**Solicitud:**
¿Puedes reproducir literalmente el pasaje del texto sobre las élites intelectuales que va desde "La historia es" hasta "la reforma constitucional.", ambos incluidos?

**Fragmento del documento:**

__________

Hace un siglo, los índices de analfabetismo eran muy altos. Más de la mitad de la población no sabía leer ni escribir. Pero a diferencia de hoy, había unas élites que aceptaban el papel de liderar un país para sacarlo de su atraso. Esas minorías aristocráticas, al estilo orteguiano, se dieron en todos los campos: en la ciencia con Ramón y Cajal, en la filosofía con el mismo Ortega y en la literatura con las generaciones del 98, 14 y 27.
Si observamos el solar en que se ha convertido nuestro país, no hallaremos prueba de una minoría selecta y valiente. Uno de los males de España es la cobardía de las élites culturales, los denominados intelectuales, ante la descomposición del Estado, como se ve en el silencio que la mayoría mantiene ante los indultos cocinados para el taimado mosén Junqueras y al resto de golpistas catalanes.
Esas élites piensan en sus intereses, en sus canonjías y prebendas, antes que en el bien del país. Hay muy pocos intelectuales con la libertad de un Unamuno o un Valle-Inclán para denunciar a los culpables de esta crisis histórica. Y algunos sabemos quiénes son. Viven en Madrid y Barcelona y se acuestan juntos. Los intelectuales, distinguida raza bovina que pace en el mismo establo, han renunciado a cualquier forma de compromiso moral con su país, salvo excepciones como las del propio Molina, Trapiello, Savater y Azúa.
La historia es un cementerio de aristocracias, tal como escribió Pareto. Aquel país que carece de unas minorías exigentes consigo mismas militará entre los pordioseros de la historia. En estos momentos necesitaríamos a mujeres y hombres valientes, trabajadores, abnegados, que pusiesen su talento, en la disciplina que fuese, al servicio de un proyecto de regeneración nacional. Pero no me engaño. Aunque los busquéis a plena luz del día, ayudados por una linterna, no los encontraréis. Desde hace al menos treinta años, los enemigos de toda excelencia han podado cualquier brote de talento y valor entre los jóvenes. Gracias a ellos, la mediocridad ha pasado a ser otro derecho básico del Estado del bienestar. A ver si lo incorporan a la reforma constitucional.

__________

**Información:**

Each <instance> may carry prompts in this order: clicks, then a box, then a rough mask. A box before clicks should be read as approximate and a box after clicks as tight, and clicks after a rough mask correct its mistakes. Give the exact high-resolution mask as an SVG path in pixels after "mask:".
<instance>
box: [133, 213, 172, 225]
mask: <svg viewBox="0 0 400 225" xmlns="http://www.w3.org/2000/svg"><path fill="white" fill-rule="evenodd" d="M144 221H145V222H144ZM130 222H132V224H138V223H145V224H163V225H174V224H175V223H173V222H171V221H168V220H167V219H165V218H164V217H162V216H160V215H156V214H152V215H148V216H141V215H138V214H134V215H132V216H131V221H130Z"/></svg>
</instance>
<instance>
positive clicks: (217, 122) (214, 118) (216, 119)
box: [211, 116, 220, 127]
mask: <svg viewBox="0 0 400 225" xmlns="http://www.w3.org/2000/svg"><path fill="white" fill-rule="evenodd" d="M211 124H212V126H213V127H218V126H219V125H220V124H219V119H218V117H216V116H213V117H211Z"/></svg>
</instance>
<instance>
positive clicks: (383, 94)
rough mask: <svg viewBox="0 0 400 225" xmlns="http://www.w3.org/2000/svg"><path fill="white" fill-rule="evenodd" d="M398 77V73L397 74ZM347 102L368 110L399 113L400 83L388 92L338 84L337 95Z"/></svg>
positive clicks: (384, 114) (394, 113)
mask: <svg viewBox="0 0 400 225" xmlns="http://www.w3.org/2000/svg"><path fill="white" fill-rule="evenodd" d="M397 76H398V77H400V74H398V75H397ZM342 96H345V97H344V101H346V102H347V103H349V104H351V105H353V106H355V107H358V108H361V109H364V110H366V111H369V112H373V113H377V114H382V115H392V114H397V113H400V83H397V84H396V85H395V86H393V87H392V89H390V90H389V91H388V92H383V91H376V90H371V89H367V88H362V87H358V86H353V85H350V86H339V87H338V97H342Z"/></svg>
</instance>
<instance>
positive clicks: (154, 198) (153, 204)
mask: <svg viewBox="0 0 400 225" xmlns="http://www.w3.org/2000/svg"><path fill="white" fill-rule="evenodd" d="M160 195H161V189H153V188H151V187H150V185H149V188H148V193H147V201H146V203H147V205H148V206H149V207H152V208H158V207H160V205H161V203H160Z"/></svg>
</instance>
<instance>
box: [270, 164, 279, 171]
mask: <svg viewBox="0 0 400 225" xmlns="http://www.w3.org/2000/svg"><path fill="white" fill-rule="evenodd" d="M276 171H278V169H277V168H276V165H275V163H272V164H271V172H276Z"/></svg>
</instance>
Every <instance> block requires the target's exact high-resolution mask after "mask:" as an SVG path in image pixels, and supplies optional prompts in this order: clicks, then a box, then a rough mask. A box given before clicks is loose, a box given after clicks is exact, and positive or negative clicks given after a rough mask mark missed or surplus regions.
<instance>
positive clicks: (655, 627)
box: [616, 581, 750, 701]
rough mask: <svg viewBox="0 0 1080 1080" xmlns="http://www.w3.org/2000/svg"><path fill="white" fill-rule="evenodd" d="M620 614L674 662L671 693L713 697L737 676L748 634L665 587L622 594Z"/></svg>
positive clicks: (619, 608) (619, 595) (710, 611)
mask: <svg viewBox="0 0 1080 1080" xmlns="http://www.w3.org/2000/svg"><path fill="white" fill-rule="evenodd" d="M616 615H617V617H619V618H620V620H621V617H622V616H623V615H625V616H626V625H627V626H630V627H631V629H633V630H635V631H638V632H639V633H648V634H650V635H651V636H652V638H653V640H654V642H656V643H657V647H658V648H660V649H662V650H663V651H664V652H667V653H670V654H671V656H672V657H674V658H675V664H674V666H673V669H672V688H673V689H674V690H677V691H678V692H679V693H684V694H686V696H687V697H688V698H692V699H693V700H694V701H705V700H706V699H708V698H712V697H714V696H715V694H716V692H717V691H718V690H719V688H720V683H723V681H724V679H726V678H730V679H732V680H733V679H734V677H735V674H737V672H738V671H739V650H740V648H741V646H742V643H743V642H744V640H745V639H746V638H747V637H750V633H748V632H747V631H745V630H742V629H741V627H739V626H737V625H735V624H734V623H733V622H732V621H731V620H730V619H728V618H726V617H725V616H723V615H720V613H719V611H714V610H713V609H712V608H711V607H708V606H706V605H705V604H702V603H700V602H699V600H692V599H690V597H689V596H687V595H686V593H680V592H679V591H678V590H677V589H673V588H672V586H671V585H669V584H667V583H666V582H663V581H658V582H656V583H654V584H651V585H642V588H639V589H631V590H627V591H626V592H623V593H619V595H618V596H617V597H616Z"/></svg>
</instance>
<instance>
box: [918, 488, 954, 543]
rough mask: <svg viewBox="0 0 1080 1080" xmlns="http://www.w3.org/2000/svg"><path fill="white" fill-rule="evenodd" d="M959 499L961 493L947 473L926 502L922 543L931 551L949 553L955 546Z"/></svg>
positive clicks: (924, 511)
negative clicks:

__________

**Resultado de la tarea:**
La historia es un cementerio de aristocracias, tal como escribió Pareto. Aquel país que carece de unas minorías exigentes consigo mismas militará entre los pordioseros de la historia. En estos momentos necesitaríamos a mujeres y hombres valientes, trabajadores, abnegados, que pusiesen su talento, en la disciplina que fuese, al servicio de un proyecto de regeneración nacional. Pero no me engaño. Aunque los busquéis a plena luz del día, ayudados por una linterna, no los encontraréis. Desde hace al menos treinta años, los enemigos de toda excelencia han podado cualquier brote de talento y valor entre los jóvenes. Gracias a ellos, la mediocridad ha pasado a ser otro derecho básico del Estado del bienestar. A ver si lo incorporan a la reforma constitucional.